(Entries for pointing and labeling)
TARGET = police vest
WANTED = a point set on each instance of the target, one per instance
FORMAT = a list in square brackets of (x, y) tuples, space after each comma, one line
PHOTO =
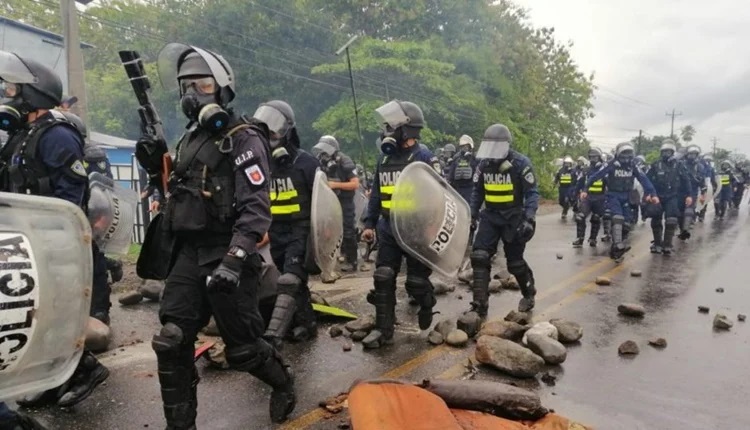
[(666, 177), (27, 173), (463, 173), (290, 194), (502, 190), (566, 179), (620, 179), (390, 169), (201, 187)]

What to produce> Arrange the entries above as a two-column CSV with the columns "request" and "answer", giving one row per request with its text and its answer, each in a single quoted field with line breaks replaced by spaces. Leave the pictures out.

Solution for this task>
request,answer
"TARGET = police vest WANTED = a point set on each instance of the target, one per instance FORMAT = a list in square brackets of (x, y) tuples, space after each comma, one line PHOTO =","[(666, 177), (27, 173), (463, 173), (290, 194), (502, 190), (566, 179), (620, 179), (390, 169), (201, 187)]"